> [Your objective] Return the entries in full, exactly as written.
━━ Data for the task ━━
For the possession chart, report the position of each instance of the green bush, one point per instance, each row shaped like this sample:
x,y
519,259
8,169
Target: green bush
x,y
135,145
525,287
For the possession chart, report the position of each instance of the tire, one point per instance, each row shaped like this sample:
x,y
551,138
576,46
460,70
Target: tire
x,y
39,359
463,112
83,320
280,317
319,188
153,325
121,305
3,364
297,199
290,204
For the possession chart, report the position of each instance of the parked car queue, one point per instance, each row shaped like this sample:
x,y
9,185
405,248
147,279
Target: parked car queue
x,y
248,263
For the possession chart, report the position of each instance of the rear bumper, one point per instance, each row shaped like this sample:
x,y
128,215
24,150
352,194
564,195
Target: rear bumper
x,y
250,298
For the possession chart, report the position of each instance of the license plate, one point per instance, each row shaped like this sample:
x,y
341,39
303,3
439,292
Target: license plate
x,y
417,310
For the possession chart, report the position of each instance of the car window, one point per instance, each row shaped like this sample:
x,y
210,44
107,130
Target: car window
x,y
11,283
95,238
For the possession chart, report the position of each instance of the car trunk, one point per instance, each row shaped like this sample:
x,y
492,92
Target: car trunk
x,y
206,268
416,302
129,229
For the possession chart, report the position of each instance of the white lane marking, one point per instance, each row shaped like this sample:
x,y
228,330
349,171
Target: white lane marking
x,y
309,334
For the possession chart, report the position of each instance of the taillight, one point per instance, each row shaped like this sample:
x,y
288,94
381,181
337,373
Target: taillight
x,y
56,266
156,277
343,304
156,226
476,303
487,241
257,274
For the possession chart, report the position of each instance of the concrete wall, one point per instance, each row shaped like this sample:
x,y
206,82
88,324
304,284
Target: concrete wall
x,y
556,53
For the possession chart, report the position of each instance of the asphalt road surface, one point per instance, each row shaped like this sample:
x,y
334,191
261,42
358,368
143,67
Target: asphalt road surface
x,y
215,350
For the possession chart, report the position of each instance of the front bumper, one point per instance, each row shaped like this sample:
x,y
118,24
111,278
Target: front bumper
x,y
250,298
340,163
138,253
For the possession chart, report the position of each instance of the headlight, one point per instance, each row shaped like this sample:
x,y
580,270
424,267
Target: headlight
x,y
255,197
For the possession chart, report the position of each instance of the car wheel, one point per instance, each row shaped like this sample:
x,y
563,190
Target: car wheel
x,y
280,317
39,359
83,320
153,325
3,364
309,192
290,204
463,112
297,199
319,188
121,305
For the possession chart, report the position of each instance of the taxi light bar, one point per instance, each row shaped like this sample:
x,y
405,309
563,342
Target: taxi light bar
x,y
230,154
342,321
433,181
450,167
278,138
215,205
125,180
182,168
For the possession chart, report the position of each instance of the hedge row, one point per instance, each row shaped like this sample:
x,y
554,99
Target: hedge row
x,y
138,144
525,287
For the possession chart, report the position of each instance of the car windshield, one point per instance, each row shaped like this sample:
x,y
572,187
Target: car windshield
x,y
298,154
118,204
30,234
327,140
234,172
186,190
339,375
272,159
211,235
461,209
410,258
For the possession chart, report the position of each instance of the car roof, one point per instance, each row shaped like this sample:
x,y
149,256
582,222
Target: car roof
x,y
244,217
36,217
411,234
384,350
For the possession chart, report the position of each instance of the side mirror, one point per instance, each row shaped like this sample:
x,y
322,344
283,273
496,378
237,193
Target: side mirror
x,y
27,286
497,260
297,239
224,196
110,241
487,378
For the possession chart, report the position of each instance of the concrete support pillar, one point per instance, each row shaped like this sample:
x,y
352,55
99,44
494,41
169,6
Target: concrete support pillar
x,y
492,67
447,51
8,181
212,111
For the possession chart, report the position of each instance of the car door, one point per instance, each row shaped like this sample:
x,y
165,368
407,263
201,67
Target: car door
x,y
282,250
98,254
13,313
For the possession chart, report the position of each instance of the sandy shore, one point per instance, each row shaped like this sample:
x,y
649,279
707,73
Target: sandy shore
━━━
> [Written answer]
For the possession chart, report the position of each instance of the green bush, one point per instance, each row shaped like this sample:
x,y
519,259
8,169
Target: green bush
x,y
135,145
525,287
For the possession chart, report the position of each instance of the tire, one point per instance, each row shaped like this sample:
x,y
551,138
576,46
460,70
Target: tire
x,y
39,359
463,112
83,320
280,317
319,188
153,325
121,305
3,364
297,199
290,204
For the possession chart, report the position of each instance of the parked car queue, one point per instance, each row shaped like this sample:
x,y
9,185
405,248
147,279
Target: parked car queue
x,y
248,263
For the possession chart, report the position of each instance of the rear bumper, one point per instance, each row shaped like this sample:
x,y
128,215
24,150
352,194
564,195
Target: rear bumper
x,y
250,298
For the possession chart, report the position of each instance of the license plate, one point per instance, each row shaped like this sample:
x,y
341,39
303,3
439,292
Target: license plate
x,y
417,310
For the possession chart, report the position of each instance of the car window, one point per instance, each row shaped like this sample:
x,y
210,44
107,130
Target: car window
x,y
11,283
95,238
For the possession chart, report the position of each instance of the car trunk, one point per instance, each row shaped like this sample:
x,y
492,92
Target: car trunk
x,y
206,268
416,302
129,229
For the possession chart, report the position of each instance of the white lane marking, one point per instance, each row shaped like this sample:
x,y
228,330
349,171
Target: white lane marking
x,y
309,334
For the possession chart, report the position of each instance of the taillight, one point per instance, each row shaped like this sample:
x,y
288,94
381,181
337,373
Target: taillight
x,y
56,266
156,277
343,304
156,226
476,303
487,241
257,274
For the possession chart, report the position of each instance of the concrete wall, one point per instance, each row shaped like this sample:
x,y
206,82
88,324
304,284
Target: concrete wall
x,y
556,53
For the possession chart, report the position of each instance of the asphalt road surface, one point per instance, each row shaped like this sample:
x,y
334,191
261,42
358,368
143,67
Target: asphalt road surface
x,y
215,350
For the possession chart, report the position of each instance of the front bumper, one point per instance, each row shaped like this sample:
x,y
118,24
111,278
Target: front bumper
x,y
250,298
340,163
138,253
For the possession chart, report the position of each instance of the headlight, one point per instance, each row shaped like this sample:
x,y
580,270
424,267
Target: headlight
x,y
255,197
For the possession chart, report the position of each instance of the car wheel, one point per instance, each row shaped like this sample:
x,y
563,190
Target: car wheel
x,y
280,317
39,359
83,320
153,325
3,364
309,192
290,204
463,112
297,199
319,188
121,305
For the possession chart, report the position of each instance of the taxi light bar, one point per instance, each row shaped like this sample:
x,y
405,309
563,342
Target: taxi light bar
x,y
230,154
342,321
433,181
450,167
278,138
215,205
125,180
182,168
For the possession chart, report the position of each instance of the hedge row, one point per instance, each row shaped like this sample:
x,y
554,99
Target: hedge row
x,y
138,144
525,287
For the possession chart, report the position of each instance of the car windshield, one point per instance, each row shaped like this sample:
x,y
572,187
Target: car windshield
x,y
298,154
118,204
30,234
327,140
234,172
186,190
339,375
272,159
211,235
461,209
410,258
For the possession chart, report the position of each instance of the car roof, one point per instance, each row shaped like this sample:
x,y
149,256
582,222
Target: car roof
x,y
244,217
36,217
411,234
384,350
For the possession chart, report the position of each instance of the side mirror, one point per instance, each row shaped like this sample:
x,y
322,344
283,273
496,378
237,193
Target: side mirror
x,y
27,286
497,260
297,239
224,196
110,241
487,378
For the possession chart, report the position of each instance of the concrete support pillar, one point per instance, each row shaped like this sample:
x,y
352,55
99,44
494,41
169,6
Target: concrete support pillar
x,y
492,67
447,51
8,181
212,111
For the possession chart, report the position of each instance of the car door, one point per instance, each row shaped like this sample:
x,y
165,368
407,263
201,67
Target: car door
x,y
282,250
98,254
13,313
For the possession chart, report the position of each instance of the sandy shore, one point per instance, each row shaped like this sample:
x,y
649,279
707,73
Target: sandy shore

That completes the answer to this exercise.